To see a list of labels available to use with --constraint
, run the command, sh_node_feat -p serc
Single Task Jobs:
For Single task (most) jobs, hardware selection is nominally of second order importance – as compared to MPI jobs (see below). For most single task jobs, SLURM math will be more important than clock speed or memory bandwidth – in other words, in most cases, the most flexible request will be the fastest path to results. Even if a job is assigned slower hardware, it will wait less time in the queue. Nonetheless, for single task jobs, hardware selection should take into account:
- Memory (per-cpu) requirements
- Is the job CPU limited? Can it take advantage of higher performance CPUs, and is it worth waiting for them?
- Interactive jobs, particularliy for development purposes, are rarely CPU limited
- SH3_CPERF and SH4_CASCALE are often excellent choices for interactive work, eg.
--constraint="CLASS:SH3_CPERF | CLASS:SH4_CSCALE"
- Single task, high performance OMP jobs might benefit from the high memory bandwidth (MBW) and CPU count on
SH4_CPERF
machines, eg--constraint="CLASS:SH4_CPERF
- Ordinary, compute intensive jobs might be steared away from SH3_CPERF and SH4_CSCALE machines, given their MBW limitations, and so
--constraint="CLASS:SH3_CBASE | SH3_CBASE.1 | CLASS:SH4_CBASE | CLASS:SH4_CPERF
.
MPI Jobs
It is important that MPI jobs run on homogeneous hardware configurations. Firstly – assuming the job domains are well balanced, an MPI job with a heterogeneous configuration will always wait on its slowest MPI rank. Additionally, it is possible that different buffer sizes, etc. on the various machines can cause data exchange errors or slowdowns resulting from other mistmatches betweenthe HW and operating systems. Considerations to tak into account for MPI jobs include:
- How many nodes of a given type are available?
- What are the memory requirements (this is probably a non-issue, given that most MPI jobs use
<1GB/cpu
- Can the code use OMP parallelization concurrently with MPI?
- Most MPI jobs should use homogeneous hardware and exclude the MBW limited nodes:
--constraint="[CLASS:SH3_CBASE | CLASS:SH3_CBASE.1 | CLASS:SH4_CBASE | CLASS:SH4_CPERF ]"

Record extracts
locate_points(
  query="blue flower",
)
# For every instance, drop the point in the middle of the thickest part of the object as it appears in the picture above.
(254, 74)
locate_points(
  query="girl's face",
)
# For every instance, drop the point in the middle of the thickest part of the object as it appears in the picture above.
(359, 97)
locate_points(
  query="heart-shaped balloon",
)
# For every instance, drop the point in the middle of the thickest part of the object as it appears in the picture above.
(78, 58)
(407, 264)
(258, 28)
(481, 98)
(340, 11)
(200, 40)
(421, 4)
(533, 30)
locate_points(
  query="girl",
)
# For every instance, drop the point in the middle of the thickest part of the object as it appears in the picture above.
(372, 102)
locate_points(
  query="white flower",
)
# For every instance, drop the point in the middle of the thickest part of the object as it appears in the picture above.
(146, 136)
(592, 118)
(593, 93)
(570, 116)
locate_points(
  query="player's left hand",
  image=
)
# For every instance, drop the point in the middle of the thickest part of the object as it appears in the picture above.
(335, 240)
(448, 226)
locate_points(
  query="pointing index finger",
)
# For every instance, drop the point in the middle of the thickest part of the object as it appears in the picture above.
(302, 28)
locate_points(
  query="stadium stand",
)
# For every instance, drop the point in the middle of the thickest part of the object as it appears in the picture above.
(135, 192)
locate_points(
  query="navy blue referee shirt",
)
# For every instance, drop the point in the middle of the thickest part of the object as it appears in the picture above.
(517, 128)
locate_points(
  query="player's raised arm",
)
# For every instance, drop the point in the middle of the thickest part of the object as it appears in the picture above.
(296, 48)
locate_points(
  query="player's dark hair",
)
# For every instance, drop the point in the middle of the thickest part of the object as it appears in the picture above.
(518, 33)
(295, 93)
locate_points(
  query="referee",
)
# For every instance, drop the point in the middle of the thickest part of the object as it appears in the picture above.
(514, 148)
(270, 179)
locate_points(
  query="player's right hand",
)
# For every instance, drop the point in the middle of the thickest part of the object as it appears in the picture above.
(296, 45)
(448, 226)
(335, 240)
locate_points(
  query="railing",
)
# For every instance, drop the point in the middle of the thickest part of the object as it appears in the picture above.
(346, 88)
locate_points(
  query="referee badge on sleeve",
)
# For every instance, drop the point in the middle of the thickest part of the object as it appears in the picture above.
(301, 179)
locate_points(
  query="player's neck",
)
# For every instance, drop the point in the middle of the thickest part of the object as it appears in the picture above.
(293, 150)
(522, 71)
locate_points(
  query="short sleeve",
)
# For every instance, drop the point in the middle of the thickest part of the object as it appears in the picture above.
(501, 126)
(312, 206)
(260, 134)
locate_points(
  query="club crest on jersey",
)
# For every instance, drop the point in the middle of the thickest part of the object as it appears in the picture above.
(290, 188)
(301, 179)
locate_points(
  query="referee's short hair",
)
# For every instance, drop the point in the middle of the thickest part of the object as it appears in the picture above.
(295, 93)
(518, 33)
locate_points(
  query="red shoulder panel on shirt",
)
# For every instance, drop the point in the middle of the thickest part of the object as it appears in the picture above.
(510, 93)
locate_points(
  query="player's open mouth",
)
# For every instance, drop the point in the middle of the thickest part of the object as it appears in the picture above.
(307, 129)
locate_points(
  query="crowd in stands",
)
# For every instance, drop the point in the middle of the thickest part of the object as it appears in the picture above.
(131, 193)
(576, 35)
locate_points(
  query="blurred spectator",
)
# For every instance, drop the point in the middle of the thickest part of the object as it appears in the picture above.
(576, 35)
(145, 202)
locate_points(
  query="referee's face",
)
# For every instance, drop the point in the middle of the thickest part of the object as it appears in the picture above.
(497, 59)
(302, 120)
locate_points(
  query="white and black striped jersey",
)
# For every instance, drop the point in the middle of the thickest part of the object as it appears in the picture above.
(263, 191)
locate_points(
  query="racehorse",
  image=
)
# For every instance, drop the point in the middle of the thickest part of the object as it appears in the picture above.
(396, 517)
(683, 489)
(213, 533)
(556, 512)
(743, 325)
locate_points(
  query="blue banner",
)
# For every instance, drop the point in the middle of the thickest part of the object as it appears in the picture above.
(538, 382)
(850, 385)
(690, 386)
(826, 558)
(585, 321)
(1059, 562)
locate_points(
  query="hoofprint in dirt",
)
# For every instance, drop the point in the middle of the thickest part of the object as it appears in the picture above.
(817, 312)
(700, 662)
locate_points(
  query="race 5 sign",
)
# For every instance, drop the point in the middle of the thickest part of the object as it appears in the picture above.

Tasks
a: Rewrite the SLURM hardware-selection text between "- Interactive jobs, particularliy" and "interactive work, eg.", inclusive, swapping "development" for "testing".
b: Pick up the SLURM hardware-selection text where it ends and write what comes next.

Task-by-task outputs
a:
- Interactive jobs, particularliy for testing purposes, are rarely CPU limited
- SH3_CPERF and SH4_CASCALE are often excellent choices for interactive work, eg.

b:
Note the square brackets [ ]
tell SLURM to fulfill the request with “all of this, or that, or the other,” so any one of those classes might be used but all selected nodes will satisfy the same requirement – in this case, all machines will be of the same “class.”
GPU Jobs
GPU hardware can be specified by a handful of constraints, depending on the specific requirement. Again, looking at the output from sh_node_feat -p serc
, the features GPU_GEN:VLT
, GPU_GEN:AMP
, and GPU_GEN:HPR
can be used to select V100
(to be retired with SH02 hardware), A100
, or H100
GPUs, respectively. Similarly, GPU memory may be used as a discriminator, eg. --constraint=GPU_MEM:80GB
. Some examples of constraint specifications include:
- Require A100 or H100, but both the same:
--ntasks=1 --gpus=2 --constraint="[GPU_GEN:AMP|GPU_GEN:HPR]"
- Require A100 or H100; allow mixing:
--gpus=2 --constraint="GPU_GEN:AMP|GPU_GEN:HPR"
- NOTE: This constrain requires a multi-node allocation, and so should be used only for codes that use MPI (or similar framework) to communicate betwen nodes.
- Require 80 GB vRAM:
--constraint="GPU_MEM:80GB"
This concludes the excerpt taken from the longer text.